# TEXT SHOWN

■ ■ ■ ■ ■

Summary judgment

Famed ‘Afghan Girl’ to be deported from Pakistan, judge rules

A Pakistani judge on Friday ruled that Sharbat Gula, the woman made famous on the cover of a 1985 issue of National Geographic magazine, will be deported from the country, The Los Angeles Times reported. Gula was arrested late last month on charges that she had obtained forged Pakistani identification papers. She faced a maximum prison term of 14 years under Pakistan’s corruption laws along with a fine ranging from $3,000 to $5,000. The judge also ordered her to serve 15 days in jail and pay a $1,000 fine.

After the ruling, Gula’s attorney, Mubashir Nazer, told reporters gathered outside the courthouse in Peshawar that because Gula has already served 11 days, she’ll be released and sent back to Afghanistan on Monday. Gula in recent days had been hospitalized after suffering a bout of hepatitis C, the same ailment that took the lives of her husband and daughter. She received treatment and had her blood monitored while at the hospital, according to a report by The Los Angeles Times. “She is looking healthy and relaxed,” Zulfiqar Babakhel, a hospital spokesperson, said before the court hearing. Babakhel also said the Pakistani government paid for her treatment.

■ ■ ■ ■ ■

# DATA FOR REVIEW
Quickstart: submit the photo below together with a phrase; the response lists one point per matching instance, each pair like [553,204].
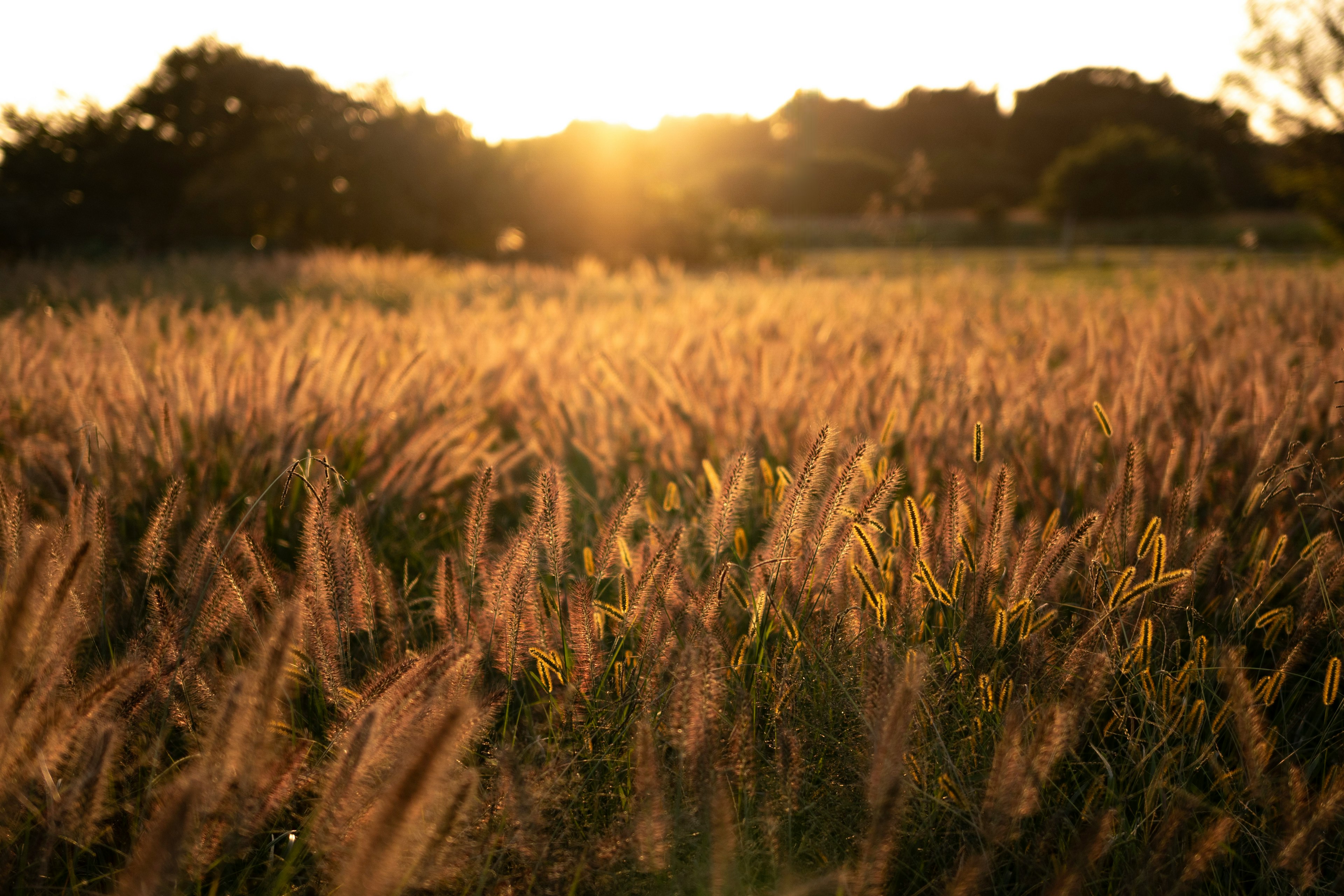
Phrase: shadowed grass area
[544,581]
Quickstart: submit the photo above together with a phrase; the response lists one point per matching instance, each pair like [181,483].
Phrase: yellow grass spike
[867,546]
[1331,691]
[1101,418]
[916,526]
[1121,585]
[869,592]
[1146,543]
[740,652]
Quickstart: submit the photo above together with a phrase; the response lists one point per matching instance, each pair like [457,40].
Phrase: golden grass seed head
[1331,690]
[1000,629]
[1121,586]
[917,539]
[1221,719]
[1146,542]
[869,593]
[766,475]
[1026,619]
[986,690]
[959,579]
[740,652]
[1277,554]
[1042,621]
[738,594]
[867,546]
[1102,419]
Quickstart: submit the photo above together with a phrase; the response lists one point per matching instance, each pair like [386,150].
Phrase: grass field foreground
[377,574]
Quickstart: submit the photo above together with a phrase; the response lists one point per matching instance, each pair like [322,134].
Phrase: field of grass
[377,574]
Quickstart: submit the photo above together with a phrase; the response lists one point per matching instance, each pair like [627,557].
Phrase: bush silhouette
[1124,172]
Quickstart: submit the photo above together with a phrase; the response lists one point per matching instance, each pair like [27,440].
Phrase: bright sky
[523,69]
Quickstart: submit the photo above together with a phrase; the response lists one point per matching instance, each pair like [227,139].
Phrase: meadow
[377,574]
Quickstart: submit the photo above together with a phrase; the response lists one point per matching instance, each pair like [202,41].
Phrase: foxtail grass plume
[1102,419]
[1331,690]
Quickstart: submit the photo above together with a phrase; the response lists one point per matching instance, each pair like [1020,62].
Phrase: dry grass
[736,611]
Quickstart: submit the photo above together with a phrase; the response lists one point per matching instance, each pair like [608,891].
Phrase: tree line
[222,150]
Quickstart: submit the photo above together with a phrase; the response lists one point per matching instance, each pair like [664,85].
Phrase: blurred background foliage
[221,150]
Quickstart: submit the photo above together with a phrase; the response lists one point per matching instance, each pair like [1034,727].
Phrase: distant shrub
[1124,172]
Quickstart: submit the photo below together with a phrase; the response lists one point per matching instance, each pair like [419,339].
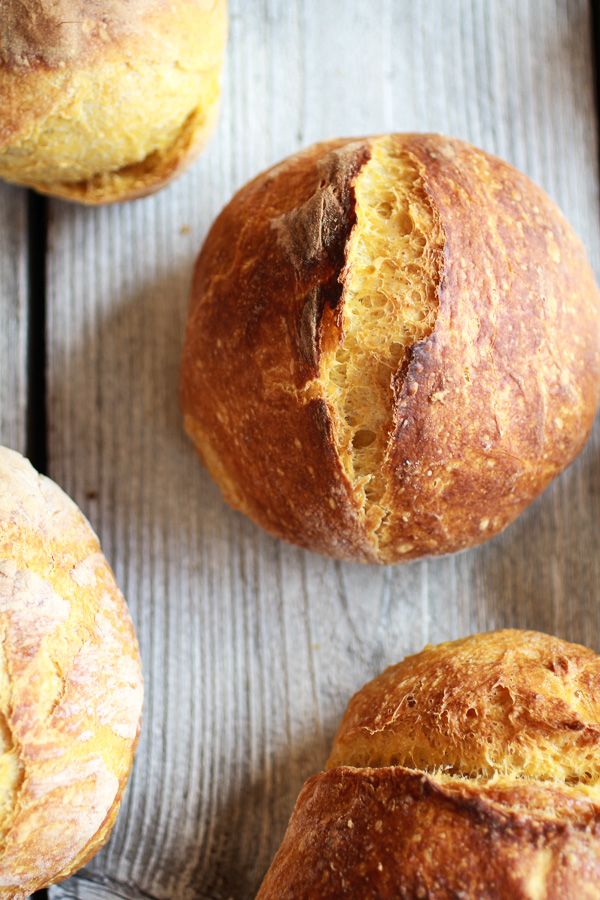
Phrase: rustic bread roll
[392,347]
[470,770]
[105,101]
[70,685]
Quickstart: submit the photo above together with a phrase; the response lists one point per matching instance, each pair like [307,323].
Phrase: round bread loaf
[105,101]
[470,770]
[393,346]
[70,685]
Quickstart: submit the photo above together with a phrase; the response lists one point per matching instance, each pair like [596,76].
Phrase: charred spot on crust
[315,235]
[390,282]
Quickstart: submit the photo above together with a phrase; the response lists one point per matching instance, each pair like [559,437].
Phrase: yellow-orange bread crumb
[393,346]
[470,770]
[70,685]
[105,101]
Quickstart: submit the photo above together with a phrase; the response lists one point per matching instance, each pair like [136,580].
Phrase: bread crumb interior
[389,304]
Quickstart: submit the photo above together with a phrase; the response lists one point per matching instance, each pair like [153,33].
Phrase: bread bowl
[70,685]
[469,770]
[392,347]
[105,101]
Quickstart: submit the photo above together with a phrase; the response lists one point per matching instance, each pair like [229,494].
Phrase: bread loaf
[393,346]
[70,685]
[470,770]
[105,101]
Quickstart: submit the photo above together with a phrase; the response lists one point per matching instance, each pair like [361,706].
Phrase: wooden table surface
[251,648]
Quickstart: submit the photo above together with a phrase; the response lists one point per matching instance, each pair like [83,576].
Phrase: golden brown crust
[487,410]
[392,833]
[70,685]
[288,227]
[107,101]
[487,785]
[490,703]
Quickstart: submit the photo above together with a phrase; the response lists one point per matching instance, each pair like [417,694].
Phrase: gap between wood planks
[37,215]
[37,432]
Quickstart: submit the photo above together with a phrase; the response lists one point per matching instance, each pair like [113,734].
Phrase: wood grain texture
[252,648]
[14,316]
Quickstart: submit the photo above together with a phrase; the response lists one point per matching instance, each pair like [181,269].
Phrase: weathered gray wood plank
[13,317]
[251,648]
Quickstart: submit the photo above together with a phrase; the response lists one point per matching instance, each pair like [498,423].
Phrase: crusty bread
[105,101]
[70,685]
[393,346]
[470,770]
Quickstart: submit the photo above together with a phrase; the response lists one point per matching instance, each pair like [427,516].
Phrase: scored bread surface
[469,770]
[106,101]
[70,685]
[393,346]
[390,279]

■ ■ ■ ■ ■

# WORK TASK
From the article on Sharbat Gula's deportation, extract everything from "Famed ‘Afghan Girl’" down to "a $1,000 fine.", copying it word for word.

# TASK RESPONSE
Famed ‘Afghan Girl’ to be deported from Pakistan, judge rules

A Pakistani judge on Friday ruled that Sharbat Gula, the woman made famous on the cover of a 1985 issue of National Geographic magazine, will be deported from the country, The Los Angeles Times reported. Gula was arrested late last month on charges that she had obtained forged Pakistani identification papers. She faced a maximum prison term of 14 years under Pakistan’s corruption laws along with a fine ranging from $3,000 to $5,000. The judge also ordered her to serve 15 days in jail and pay a $1,000 fine.